▸ Task requirements
- a) From the ASML text below, reproduce word for word the passage starting at "At its first-quarter" and ending at "demand requires it.".
- b) Answer these questions using the ASML text below:
(i) At its first-quarter results, how many low-NA EUV tools did ASML say it expected to ship in 2027?
(ii) What capacity ceiling for EUV tools had ASML previously communicated?
(iii) How many low-NA EUV tools does JP Morgan believe ASML could deliver without additional building capacity?

▸ Document excerpt
____________
JP Morgan has concluded that consensus earnings estimates for ASML Holding NV (NASDAQ:ASML, XETRA:ASME), the Dutch semiconductor equipment maker that holds a global monopoly on extreme ultraviolet (EUV) lithography machines used to manufacture advanced chips, are materially too low and require significant upgrades for 2027 and 2028.
The bank’s reassessment follows a shift in ASML’s own messaging, which has moved from guiding cautiously on unit volumes to signalling that its manufacturing capacity is more flexible than previously communicated.
At its first-quarter results, ASML indicated it expected to ship at least 80 low-NA EUV tools in 2027, where low-NA refers to the standard generation of the technology as opposed to the newer and more expensive high-NA variant.
Since then, the company has indicated that its previously communicated capacity ceiling of 90 EUV tools is not a hard limit and that volumes can be expanded without constructing new cleanrooms.
JP Morgan identifies four routes through which ASML can achieve higher output: reducing manufacturing cycle times in the second half of 2027; repurposing cleanroom space currently used for research and development; diverting capacity earmarked for high-NA tools to produce additional low-NA units until high-NA demand accelerates; and reactivating fast-shipment protocols used during the Covid-era supply crunch if demand requires it.
The bank now believes ASML could deliver 110 or more low-NA EUV tools without additional building capacity, and has raised its own unit estimates to 90 tools as an initial step, flagging further upgrades as likely.
____________
▸ Material provided

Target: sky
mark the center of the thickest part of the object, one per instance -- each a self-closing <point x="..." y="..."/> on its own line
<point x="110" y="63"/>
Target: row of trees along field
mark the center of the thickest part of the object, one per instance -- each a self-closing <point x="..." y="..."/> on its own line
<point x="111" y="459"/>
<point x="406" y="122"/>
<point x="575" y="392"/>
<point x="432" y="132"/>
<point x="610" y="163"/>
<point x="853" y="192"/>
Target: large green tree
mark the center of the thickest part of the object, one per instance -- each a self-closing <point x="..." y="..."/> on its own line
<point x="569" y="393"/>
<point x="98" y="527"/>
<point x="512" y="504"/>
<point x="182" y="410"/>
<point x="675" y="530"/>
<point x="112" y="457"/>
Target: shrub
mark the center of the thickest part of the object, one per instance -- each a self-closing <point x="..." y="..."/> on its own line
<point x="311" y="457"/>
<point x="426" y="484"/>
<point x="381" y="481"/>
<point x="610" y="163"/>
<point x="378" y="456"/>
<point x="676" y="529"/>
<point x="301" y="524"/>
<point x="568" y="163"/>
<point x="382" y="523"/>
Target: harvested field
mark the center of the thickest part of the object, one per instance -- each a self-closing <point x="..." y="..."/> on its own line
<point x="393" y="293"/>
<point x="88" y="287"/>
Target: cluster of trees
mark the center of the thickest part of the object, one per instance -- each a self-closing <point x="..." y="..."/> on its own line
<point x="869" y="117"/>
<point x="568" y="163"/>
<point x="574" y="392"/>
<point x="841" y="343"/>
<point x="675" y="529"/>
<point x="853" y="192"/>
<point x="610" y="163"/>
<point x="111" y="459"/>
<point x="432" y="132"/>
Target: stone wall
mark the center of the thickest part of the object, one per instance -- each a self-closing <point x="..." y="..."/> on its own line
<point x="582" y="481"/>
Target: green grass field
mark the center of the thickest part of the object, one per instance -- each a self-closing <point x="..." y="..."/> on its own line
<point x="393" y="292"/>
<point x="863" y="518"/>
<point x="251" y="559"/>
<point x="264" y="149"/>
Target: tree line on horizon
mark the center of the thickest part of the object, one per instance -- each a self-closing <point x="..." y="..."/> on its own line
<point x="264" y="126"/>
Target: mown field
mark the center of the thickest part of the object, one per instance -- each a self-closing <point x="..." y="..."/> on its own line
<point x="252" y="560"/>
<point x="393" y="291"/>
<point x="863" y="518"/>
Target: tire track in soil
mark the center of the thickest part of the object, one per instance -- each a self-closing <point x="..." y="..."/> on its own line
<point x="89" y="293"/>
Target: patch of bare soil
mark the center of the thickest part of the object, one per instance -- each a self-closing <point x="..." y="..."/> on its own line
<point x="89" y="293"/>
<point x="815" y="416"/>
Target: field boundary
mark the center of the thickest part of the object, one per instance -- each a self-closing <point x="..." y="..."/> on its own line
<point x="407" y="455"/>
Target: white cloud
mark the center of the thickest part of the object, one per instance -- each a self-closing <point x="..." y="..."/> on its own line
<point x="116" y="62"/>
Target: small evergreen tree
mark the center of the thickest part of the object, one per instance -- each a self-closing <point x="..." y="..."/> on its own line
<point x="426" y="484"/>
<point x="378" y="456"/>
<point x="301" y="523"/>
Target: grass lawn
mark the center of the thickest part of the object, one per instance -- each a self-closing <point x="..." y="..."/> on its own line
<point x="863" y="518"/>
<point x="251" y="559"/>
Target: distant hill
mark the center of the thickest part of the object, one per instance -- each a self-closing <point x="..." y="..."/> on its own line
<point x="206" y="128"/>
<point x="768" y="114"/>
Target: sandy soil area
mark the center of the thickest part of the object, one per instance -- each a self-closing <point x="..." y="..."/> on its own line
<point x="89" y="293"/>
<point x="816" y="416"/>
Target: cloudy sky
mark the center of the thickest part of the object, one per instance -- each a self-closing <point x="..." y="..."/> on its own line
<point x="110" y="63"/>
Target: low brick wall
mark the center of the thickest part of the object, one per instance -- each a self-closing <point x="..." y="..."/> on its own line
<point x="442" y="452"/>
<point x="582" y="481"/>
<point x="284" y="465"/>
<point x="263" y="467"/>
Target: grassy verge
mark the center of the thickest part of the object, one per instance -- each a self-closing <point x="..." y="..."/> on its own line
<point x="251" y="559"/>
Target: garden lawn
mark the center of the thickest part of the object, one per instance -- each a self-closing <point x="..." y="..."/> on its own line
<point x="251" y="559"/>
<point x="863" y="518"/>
____________
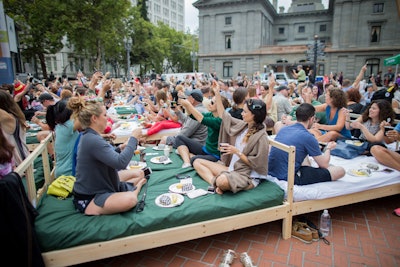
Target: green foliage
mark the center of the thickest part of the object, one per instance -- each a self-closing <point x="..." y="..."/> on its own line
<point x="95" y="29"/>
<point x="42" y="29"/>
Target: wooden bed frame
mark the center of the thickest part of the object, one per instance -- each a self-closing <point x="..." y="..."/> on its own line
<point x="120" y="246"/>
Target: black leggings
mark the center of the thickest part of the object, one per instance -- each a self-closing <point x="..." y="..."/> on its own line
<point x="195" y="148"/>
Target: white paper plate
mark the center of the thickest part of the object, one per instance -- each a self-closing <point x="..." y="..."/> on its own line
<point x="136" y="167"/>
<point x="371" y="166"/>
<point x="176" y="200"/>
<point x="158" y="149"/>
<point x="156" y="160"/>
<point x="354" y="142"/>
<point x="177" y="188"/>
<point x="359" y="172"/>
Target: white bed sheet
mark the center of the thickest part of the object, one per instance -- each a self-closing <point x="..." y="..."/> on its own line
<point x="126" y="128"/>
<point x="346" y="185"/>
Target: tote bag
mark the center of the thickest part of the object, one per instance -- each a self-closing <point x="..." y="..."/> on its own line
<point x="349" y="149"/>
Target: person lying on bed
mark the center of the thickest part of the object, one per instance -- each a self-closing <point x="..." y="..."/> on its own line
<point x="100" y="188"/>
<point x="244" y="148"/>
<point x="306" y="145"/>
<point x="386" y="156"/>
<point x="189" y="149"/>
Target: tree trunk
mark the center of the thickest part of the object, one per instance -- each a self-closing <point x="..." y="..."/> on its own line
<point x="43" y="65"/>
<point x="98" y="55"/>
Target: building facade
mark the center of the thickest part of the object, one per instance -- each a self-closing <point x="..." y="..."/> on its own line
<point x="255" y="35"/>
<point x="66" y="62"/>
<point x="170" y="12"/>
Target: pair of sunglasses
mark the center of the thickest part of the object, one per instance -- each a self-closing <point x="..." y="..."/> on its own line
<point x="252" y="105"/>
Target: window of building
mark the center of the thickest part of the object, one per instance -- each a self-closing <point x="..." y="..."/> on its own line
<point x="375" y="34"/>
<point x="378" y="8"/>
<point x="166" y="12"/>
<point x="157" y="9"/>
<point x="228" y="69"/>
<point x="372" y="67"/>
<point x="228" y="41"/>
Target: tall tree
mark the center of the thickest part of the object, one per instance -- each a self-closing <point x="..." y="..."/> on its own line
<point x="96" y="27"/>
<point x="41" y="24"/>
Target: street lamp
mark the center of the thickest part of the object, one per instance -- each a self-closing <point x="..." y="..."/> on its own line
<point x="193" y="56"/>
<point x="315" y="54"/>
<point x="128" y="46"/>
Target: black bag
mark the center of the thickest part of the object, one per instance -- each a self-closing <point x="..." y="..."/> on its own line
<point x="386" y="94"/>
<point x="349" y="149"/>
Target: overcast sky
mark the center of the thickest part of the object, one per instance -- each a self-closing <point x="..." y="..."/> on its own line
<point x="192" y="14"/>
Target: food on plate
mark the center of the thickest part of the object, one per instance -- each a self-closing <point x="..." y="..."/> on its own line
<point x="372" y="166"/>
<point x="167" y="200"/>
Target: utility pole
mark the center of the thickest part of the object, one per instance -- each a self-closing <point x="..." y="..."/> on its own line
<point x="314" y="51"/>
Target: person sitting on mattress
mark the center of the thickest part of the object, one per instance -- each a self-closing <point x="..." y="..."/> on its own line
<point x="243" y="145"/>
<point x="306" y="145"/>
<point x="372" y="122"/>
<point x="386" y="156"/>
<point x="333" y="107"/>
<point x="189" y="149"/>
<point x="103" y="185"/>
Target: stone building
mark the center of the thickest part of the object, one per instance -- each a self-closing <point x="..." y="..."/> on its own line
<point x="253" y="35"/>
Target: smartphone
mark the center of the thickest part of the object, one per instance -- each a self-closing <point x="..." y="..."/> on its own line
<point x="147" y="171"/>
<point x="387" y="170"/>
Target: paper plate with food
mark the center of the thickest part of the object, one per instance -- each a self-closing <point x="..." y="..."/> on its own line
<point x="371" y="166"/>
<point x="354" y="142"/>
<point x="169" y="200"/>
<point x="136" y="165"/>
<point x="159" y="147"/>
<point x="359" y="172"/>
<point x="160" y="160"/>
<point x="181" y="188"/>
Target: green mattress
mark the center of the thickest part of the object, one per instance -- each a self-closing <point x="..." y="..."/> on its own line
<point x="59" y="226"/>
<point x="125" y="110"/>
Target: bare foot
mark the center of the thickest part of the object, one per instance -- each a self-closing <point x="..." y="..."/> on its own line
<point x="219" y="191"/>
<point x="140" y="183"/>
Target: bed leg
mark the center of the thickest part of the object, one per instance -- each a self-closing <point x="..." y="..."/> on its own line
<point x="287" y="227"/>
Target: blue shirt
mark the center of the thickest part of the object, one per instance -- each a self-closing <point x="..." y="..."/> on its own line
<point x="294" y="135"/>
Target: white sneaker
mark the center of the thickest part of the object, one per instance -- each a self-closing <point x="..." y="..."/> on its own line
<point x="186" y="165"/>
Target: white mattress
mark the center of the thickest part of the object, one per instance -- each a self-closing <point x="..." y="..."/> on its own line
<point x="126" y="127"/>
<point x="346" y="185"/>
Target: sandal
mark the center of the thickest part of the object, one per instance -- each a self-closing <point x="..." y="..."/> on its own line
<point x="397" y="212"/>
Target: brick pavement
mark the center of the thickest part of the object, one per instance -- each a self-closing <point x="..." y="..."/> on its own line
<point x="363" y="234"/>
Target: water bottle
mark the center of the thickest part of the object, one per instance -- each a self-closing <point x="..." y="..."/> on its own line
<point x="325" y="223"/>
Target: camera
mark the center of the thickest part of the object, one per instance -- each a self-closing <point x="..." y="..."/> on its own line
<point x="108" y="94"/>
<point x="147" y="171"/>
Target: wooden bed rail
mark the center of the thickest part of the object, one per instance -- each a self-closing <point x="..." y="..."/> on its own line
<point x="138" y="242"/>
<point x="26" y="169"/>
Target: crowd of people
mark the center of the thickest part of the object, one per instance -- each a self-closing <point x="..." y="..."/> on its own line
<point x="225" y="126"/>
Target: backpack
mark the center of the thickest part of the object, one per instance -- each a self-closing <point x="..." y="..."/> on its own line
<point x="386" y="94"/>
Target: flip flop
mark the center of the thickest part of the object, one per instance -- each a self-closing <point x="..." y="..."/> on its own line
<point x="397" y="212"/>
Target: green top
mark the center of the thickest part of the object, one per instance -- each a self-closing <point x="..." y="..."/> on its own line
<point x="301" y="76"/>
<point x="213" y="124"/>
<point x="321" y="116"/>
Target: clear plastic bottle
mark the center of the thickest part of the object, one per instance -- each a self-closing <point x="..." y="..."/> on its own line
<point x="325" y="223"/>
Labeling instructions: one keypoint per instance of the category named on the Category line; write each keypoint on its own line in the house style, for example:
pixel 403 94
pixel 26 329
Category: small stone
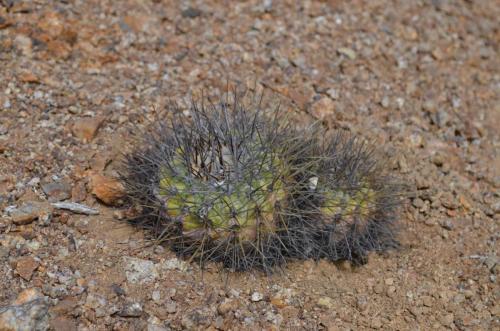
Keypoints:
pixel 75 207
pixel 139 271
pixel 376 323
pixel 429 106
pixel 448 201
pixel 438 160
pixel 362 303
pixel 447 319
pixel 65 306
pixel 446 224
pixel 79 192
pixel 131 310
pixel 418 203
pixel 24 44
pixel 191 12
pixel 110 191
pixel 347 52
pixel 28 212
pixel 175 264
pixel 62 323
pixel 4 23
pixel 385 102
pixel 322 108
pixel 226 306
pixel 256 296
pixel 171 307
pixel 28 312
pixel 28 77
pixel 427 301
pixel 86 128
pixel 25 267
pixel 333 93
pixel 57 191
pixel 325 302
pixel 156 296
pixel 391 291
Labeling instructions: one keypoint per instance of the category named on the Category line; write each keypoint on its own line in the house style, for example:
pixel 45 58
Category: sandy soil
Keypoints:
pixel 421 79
____________
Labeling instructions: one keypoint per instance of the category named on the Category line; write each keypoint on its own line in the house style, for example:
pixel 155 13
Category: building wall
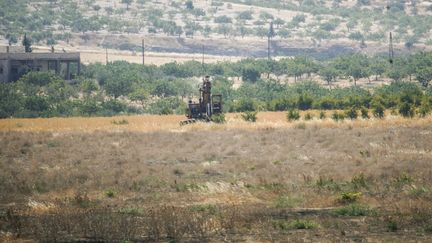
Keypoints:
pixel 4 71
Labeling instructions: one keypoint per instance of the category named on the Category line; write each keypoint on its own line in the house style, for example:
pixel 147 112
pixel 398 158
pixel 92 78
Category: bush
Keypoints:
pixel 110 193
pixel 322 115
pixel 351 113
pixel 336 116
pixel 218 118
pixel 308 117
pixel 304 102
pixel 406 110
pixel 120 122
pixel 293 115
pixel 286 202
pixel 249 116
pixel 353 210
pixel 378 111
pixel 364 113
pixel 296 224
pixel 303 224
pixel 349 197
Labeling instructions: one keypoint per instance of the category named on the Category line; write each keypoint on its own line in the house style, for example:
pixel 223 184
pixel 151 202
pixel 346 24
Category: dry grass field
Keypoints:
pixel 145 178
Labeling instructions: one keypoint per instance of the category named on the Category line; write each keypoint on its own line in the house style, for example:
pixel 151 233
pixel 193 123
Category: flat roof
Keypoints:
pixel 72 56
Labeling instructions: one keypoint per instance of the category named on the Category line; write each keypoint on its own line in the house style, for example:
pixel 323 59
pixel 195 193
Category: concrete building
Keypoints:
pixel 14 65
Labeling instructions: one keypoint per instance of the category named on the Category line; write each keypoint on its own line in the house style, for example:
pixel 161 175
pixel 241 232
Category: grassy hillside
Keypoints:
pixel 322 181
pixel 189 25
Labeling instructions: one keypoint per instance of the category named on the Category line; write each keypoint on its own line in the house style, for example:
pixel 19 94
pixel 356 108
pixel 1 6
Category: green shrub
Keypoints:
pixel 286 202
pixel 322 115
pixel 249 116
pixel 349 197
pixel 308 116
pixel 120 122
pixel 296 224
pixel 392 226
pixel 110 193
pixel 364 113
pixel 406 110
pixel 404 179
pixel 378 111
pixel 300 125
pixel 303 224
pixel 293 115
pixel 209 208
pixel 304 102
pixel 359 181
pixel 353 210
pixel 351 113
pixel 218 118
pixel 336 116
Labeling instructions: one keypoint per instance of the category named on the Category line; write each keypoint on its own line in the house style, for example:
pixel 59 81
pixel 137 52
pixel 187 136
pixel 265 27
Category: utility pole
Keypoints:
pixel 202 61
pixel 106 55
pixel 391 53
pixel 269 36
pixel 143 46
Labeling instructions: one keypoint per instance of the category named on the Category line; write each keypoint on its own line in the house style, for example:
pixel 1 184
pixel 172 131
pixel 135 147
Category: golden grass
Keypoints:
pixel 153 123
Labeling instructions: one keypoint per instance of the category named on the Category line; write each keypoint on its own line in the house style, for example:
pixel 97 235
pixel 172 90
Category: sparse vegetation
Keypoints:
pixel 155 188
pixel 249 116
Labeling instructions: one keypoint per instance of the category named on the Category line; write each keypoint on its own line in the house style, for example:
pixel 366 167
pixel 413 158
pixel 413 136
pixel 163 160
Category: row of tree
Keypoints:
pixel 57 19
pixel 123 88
____________
▸ Answer section
- a)
At its first-quarter results, ASML indicated it expected to ship at least 80 low-NA EUV tools in 2027, where low-NA refers to the standard generation of the technology as opposed to the newer and more expensive high-NA variant.
Since then, the company has indicated that its previously communicated capacity ceiling of 90 EUV tools is not a hard limit and that volumes can be expanded without constructing new cleanrooms.
JP Morgan identifies four routes through which ASML can achieve higher output: reducing manufacturing cycle times in the second half of 2027; repurposing cleanroom space currently used for research and development; diverting capacity earmarked for high-NA tools to produce additional low-NA units until high-NA demand accelerates; and reactivating fast-shipment protocols used during the Covid-era supply crunch if demand requires it.

- b)
(i) At least 80.
(ii) 90 EUV tools.
(iii) 110 or more.